Text zur Prüfung:
I. Die Klägerin und Beschwerdeführerin (Klägerin) wurde durch Gesellschaftsvertrag vom 1. Juli 1996 gegründet. Unternehmensgegenstand sollte der Handel mit Waren aller Art, insbesondere mit gebrauchten PKW und Ersatzteilen sein. Im Fragebogen zur steuerlichen Erfassung wurde als Art der Tätigkeit "Taxi-Unternehmen" und der Gesamtumsatz für das Gründungsjahr mit 0 DM und für das Folgejahr mit 60 000 DM angegeben.

Da die Klägerin für das Streitjahr keine Steuererklärungen abgegeben hatte, wurde sie im Schätzungswege zur Körperschaftsteuer, Gewerbesteuer und Umsatzsteuer veranlagt. Bei der Umsatzsteuer schätzte der Beklagte und Beschwerdegegner (das Finanzamt --FA--) steuerpflichtige Umsätze in Höhe von 60 000 DM und berücksichtigte 0 DM Vorsteuer (Umsatzsteuerbescheid vom 5. November 1998). Versehentlich wurde zunächst nur gegen den Gewerbesteuermessbescheid und den Körperschaftsteuerbescheid Einspruch eingelegt.

Im März 1999 reichte die Klägerin eine Umsatzsteuererklärung für 1996 ein, die lediglich Vorsteuer in Höhe von 616,62 DM auswies. Im September 1999 beantragte sie unter Bezugnahme auf ihre Umsatzsteuererklärung Änderung des Umsatzsteuerbescheids nach § 173 Abs. 1 Nr. 2 der Abgabenordnung (AO 1977) und hilfsweise "Wiedereinsetzung in den vorigen Stand". Das FA behandelte die Umsatzsteuererklärung als Einspruch, den es als verspätet verwarf (Einspruchsentscheidung vom 13. Oktober 1999).

Die dagegen gerichtete Klage hatte keinen Erfolg. Das Finanzgericht (FG) führte im Einzelnen aus, dass der Umsatzsteuerbescheid nicht nichtig und der Einspruch verspätet gewesen sei. Es ließ die Revision gegen sein Urteil nicht zu.

Hiergegen wendet sich die Klägerin mit der vorliegenden Beschwerde.

Gegebene Daten:

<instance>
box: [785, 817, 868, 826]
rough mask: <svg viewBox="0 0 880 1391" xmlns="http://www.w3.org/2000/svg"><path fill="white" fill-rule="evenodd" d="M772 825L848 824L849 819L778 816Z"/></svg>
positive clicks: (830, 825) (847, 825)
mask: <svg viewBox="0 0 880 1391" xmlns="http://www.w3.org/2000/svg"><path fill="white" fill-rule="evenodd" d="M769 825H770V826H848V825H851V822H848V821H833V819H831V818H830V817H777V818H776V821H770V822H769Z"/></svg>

Anforderung: Ersetze im Text zum Umsatzsteuerbescheid überall "Umsatzsteuererklärung" durch "Steuererklärung" und gib den Abschnitt wieder, der bei "Im März 1999" beginnt und bei "Urteil nicht zu." endet.

Lösung:
Im März 1999 reichte die Klägerin eine Steuererklärung für 1996 ein, die lediglich Vorsteuer in Höhe von 616,62 DM auswies. Im September 1999 beantragte sie unter Bezugnahme auf ihre Steuererklärung Änderung des Umsatzsteuerbescheids nach § 173 Abs. 1 Nr. 2 der Abgabenordnung (AO 1977) und hilfsweise "Wiedereinsetzung in den vorigen Stand". Das FA behandelte die Steuererklärung als Einspruch, den es als verspätet verwarf (Einspruchsentscheidung vom 13. Oktober 1999).

Die dagegen gerichtete Klage hatte keinen Erfolg. Das Finanzgericht (FG) führte im Einzelnen aus, dass der Umsatzsteuerbescheid nicht nichtig und der Einspruch verspätet gewesen sei. Es ließ die Revision gegen sein Urteil nicht zu.